◆ **SHORT EXERCISE**
Pull out every line in the material below that contains the string "ball", and copy each one. Matching is case-sensitive.

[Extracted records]
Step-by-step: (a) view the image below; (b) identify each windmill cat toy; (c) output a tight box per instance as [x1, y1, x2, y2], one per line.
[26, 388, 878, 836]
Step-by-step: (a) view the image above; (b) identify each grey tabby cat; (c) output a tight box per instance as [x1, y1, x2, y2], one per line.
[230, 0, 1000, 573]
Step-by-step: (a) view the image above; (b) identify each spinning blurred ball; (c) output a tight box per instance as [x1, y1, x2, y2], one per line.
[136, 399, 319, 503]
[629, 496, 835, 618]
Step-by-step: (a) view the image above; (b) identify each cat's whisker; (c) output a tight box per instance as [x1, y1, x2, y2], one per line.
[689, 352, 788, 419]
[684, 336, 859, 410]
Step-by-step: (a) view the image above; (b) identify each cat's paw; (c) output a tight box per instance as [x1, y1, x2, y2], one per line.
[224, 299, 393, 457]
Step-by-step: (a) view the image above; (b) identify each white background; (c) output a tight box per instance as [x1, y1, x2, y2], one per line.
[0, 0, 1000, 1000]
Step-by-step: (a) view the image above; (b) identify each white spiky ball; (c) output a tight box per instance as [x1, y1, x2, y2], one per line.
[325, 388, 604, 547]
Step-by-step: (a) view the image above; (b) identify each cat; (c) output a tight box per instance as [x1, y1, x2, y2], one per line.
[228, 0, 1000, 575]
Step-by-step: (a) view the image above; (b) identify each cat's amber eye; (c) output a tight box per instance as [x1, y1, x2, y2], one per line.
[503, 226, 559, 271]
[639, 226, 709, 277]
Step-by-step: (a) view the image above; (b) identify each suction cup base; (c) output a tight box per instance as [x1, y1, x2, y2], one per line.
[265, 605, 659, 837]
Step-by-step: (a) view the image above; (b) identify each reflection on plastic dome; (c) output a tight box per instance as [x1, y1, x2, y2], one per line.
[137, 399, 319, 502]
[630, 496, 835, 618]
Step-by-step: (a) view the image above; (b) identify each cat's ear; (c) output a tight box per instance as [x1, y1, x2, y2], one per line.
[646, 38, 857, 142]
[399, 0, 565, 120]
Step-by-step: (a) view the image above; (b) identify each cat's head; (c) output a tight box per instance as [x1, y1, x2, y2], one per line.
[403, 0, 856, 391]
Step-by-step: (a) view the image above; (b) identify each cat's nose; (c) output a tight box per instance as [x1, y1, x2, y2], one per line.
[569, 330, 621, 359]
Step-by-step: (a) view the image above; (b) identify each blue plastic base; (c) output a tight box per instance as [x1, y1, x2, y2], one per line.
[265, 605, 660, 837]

◆ **SOLUTION FOR THIS EXERCISE**
Step-by-step: (a) view the image above; (b) identify each spinning blurred ball; (c) output a tight box per instance as [x1, y1, x2, y2], one per line.
Step-by-step: (a) view the image above; (b) identify each white spiky ball; (c) output a tight box per instance as [x1, y1, x2, y2], one per line.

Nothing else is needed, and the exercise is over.